- [ARTICOLO]

^^^^^^^^^^^^^^^^

In una conversazione del 1968 con un altro scrittore, Manlio Cancogni, il celebre autore de “Il giardino dei Finzi-Contini” illustrava il proprio romanzo “L’airone”, pubblicato in quel fatidico anno. Una sua annotazione sui «capelloni» e le «zoccolette» dell’epoca appare oggi di sorprendente attualità
«L’avanguardia mima il mondo industriale di cui è un prodotto. Finge di contestarlo col suo esercito di finti artisti, di capelloni, di beat, di zoccolette. Tutti costoro producono esattamente ciò che il mondo industriale vuole che si produca. Sono degli zelanti e soddisfatti servi. Le loro proteste, le loro contestazioni, le loro piroette, i loro “happening”, non danno noia. All’industria non fanno né caldo né freddo. Ciò che l’industria non vuole è il “valore”, è ciò che si oppone al mondo della produzione in serie, al surrogato, è la poesia. E solo facendo della poesia si contesta il mondo dell’industria; non dico l’industria in quanto tale, ma la sua ideologia. […] no, mai c’era stato come oggi un tentativo organizzato di distruggere il valore, la poesia».
(Manlio Cancogni, Perché ho scritto L’airone [Conversazione con Giorgio Bassani], in La fiera letteraria, n. 46, 14 novembre 1968; riportata anche in Giorgio Bassani, Il romanzo di Ferrara. L’airone, Introduzione di Marilyn Schneider, Arnoldo Mondadori Editore (Oscar), Milano 1978, pp. XXXVII-XXXVIII)

^^^^^^^^^^^^^^^^

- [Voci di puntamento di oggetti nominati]
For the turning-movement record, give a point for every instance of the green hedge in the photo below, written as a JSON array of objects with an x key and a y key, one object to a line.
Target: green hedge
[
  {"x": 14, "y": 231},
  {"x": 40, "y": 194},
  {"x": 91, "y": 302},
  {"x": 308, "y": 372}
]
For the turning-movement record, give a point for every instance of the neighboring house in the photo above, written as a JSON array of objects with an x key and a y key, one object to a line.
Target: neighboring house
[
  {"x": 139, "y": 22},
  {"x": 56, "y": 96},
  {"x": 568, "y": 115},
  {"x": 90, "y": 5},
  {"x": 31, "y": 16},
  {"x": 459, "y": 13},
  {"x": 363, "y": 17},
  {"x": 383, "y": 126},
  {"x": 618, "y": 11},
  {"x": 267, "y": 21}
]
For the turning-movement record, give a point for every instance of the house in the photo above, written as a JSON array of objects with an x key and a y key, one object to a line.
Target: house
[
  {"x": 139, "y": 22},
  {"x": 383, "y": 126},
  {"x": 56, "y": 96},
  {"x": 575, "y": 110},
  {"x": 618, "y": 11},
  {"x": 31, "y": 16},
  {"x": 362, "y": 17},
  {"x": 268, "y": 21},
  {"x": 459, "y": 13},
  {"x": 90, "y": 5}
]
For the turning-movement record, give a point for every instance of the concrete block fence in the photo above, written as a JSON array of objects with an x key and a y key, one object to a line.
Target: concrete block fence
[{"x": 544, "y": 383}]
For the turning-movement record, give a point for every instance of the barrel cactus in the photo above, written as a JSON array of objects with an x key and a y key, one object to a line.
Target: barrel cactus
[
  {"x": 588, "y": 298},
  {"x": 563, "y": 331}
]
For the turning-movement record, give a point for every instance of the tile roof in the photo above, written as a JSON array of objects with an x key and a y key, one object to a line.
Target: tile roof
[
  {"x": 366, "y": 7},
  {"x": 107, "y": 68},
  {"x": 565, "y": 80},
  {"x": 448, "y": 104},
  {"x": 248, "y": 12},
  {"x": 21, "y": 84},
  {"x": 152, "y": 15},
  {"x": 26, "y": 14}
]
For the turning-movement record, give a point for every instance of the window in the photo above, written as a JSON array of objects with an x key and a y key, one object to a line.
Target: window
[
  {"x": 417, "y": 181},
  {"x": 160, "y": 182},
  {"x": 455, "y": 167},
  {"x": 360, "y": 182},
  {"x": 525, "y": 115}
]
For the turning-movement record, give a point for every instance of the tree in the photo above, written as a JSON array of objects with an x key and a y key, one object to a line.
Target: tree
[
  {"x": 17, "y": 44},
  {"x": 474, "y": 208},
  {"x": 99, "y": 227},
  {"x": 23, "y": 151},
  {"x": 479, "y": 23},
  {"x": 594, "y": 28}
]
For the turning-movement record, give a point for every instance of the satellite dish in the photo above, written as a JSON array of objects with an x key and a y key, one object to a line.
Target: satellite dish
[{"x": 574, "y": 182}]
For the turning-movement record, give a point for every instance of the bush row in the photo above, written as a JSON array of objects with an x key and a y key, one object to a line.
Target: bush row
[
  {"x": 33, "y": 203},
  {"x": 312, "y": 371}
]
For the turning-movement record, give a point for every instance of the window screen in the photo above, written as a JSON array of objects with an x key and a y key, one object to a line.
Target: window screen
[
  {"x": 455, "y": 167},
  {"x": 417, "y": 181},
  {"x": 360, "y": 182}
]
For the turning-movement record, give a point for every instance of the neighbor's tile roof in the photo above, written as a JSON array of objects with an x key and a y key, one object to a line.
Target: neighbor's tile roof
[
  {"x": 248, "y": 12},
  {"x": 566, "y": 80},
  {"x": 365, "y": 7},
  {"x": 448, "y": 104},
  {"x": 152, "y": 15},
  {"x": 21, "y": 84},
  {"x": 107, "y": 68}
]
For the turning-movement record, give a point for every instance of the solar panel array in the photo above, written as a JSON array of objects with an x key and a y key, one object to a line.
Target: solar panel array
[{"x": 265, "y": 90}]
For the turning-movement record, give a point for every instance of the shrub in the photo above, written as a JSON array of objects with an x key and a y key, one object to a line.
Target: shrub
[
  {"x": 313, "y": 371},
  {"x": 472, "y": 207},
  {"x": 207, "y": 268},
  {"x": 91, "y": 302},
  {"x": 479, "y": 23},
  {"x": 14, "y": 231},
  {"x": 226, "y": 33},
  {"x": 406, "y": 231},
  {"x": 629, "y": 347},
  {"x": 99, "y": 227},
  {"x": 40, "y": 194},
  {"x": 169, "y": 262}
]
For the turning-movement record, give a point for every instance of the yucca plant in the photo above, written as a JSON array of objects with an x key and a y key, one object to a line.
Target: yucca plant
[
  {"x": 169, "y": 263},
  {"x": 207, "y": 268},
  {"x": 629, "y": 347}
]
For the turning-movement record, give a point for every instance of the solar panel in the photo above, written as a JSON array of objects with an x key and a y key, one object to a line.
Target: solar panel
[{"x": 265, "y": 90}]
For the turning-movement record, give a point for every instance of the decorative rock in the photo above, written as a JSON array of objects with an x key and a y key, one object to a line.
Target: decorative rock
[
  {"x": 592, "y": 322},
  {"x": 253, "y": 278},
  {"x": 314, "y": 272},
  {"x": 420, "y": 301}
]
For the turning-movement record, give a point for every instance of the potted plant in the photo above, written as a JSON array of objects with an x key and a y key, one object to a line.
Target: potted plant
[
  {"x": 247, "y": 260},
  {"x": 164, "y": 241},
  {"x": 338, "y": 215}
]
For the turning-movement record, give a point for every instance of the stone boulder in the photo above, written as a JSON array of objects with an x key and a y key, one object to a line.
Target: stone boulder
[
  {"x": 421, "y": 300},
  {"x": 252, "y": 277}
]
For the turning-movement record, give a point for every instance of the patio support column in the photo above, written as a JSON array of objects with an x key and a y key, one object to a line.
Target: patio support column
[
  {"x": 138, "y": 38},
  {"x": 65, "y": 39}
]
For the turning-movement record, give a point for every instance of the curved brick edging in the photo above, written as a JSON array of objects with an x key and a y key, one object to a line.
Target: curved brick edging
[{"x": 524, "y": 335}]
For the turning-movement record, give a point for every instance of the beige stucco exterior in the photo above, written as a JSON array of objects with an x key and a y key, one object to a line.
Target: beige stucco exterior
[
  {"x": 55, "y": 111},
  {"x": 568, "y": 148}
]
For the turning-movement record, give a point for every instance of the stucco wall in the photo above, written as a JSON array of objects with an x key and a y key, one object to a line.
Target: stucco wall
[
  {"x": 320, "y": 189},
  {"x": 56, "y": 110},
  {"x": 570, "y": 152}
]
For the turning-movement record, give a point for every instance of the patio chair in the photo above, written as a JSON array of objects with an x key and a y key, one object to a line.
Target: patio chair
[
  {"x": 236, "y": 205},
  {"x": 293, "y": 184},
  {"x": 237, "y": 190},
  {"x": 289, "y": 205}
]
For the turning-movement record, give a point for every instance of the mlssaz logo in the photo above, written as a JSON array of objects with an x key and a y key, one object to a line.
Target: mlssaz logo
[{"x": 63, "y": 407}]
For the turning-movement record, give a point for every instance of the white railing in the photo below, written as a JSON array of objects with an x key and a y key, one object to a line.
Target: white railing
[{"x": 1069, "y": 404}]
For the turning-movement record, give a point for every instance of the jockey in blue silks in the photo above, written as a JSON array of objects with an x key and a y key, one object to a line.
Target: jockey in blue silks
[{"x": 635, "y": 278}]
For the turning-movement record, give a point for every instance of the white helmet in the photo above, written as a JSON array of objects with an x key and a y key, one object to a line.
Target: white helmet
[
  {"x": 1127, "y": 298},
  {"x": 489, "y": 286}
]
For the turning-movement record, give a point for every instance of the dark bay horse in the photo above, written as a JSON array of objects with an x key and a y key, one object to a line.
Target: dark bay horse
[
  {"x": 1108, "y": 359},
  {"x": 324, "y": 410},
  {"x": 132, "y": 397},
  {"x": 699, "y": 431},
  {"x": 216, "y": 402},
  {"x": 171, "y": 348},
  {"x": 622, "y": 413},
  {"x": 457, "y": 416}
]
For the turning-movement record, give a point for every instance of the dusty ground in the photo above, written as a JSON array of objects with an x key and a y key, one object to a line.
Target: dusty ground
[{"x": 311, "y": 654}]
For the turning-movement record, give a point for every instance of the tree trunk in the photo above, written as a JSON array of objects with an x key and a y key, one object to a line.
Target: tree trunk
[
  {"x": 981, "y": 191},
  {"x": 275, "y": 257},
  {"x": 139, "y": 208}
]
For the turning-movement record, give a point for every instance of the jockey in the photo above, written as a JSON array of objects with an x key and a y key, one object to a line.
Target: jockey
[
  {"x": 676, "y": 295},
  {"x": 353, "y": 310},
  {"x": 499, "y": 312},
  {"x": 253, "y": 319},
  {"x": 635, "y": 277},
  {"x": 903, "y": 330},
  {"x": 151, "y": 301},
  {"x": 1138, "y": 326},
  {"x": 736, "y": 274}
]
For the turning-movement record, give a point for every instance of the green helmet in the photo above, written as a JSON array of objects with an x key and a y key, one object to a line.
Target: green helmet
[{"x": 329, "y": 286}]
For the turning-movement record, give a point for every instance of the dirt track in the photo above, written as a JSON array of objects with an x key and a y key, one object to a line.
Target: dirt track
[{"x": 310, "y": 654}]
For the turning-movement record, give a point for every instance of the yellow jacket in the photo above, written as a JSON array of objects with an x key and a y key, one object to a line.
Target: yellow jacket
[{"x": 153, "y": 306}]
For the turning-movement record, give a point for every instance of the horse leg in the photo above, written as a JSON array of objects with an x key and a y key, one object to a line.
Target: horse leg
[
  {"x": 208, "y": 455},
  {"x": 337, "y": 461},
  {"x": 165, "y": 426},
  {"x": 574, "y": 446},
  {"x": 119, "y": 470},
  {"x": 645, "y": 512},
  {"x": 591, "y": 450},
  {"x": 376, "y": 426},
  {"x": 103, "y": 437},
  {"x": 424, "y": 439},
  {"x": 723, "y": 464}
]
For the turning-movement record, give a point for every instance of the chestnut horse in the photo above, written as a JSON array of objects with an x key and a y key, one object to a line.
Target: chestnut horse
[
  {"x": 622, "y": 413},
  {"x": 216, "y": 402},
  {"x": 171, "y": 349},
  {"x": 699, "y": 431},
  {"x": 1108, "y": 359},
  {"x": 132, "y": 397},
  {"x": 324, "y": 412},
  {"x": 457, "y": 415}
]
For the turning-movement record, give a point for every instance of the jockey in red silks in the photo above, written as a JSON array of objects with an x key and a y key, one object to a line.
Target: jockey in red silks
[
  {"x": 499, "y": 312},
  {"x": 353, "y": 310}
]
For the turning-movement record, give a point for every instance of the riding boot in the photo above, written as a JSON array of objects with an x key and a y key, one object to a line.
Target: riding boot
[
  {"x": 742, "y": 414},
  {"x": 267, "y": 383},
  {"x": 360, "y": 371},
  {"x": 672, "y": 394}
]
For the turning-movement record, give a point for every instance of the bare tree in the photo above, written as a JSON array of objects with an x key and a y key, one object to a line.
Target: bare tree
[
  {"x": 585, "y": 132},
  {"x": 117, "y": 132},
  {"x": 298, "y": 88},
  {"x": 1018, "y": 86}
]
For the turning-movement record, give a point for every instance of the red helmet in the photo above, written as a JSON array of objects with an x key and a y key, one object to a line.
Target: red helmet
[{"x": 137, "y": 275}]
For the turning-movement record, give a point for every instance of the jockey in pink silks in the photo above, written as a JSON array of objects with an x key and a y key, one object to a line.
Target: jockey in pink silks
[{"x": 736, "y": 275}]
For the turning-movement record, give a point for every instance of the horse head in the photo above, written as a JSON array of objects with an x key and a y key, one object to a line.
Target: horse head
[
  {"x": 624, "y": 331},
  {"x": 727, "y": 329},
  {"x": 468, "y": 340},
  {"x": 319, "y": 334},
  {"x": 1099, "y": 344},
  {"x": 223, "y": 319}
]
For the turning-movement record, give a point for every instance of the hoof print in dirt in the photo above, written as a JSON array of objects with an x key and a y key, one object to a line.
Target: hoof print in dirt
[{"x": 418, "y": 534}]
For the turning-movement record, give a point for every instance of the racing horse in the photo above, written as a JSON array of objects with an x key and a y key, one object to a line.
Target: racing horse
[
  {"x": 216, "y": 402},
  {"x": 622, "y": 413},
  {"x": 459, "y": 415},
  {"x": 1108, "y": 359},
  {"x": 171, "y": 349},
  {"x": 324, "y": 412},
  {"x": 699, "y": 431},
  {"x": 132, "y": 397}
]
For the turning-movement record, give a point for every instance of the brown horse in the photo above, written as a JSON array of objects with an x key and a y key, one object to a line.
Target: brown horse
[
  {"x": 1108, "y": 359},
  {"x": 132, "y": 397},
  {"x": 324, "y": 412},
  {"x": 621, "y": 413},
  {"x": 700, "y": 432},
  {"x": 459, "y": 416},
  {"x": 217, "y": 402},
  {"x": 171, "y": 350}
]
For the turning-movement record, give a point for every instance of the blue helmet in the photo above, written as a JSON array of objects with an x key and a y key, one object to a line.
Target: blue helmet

^^^^^^^^^^^^^^^^

- [ESERCIZI DA SVOLGERE]
1. Modifica il brano dell'articolo che comincia con le parole "(Manlio Cancogni, Perché" e si chiude con "1978, pp. XXXVII-XXXVIII)", mettendo "Prefazione" al posto di "Introduzione".
2. Estrai dalle voci ogni riga che contiene la parola "barrel", distinguendo tra maiuscole e minuscole.
L'articolo e le voci sono materiali indipendenti l'uno dalle altre.

- [ESERCIZIO SVOLTO]
1.
(Manlio Cancogni, Perché ho scritto L’airone [Conversazione con Giorgio Bassani], in La fiera letteraria, n. 46, 14 novembre 1968; riportata anche in Giorgio Bassani, Il romanzo di Ferrara. L’airone, Prefazione di Marilyn Schneider, Arnoldo Mondadori Editore (Oscar), Milano 1978, pp. XXXVII-XXXVIII)

2.
For the turning-movement record, give a point for every instance of the barrel cactus in the photo above, written as a JSON array of objects with an x key and a y key, one object to a line.
Target: barrel cactus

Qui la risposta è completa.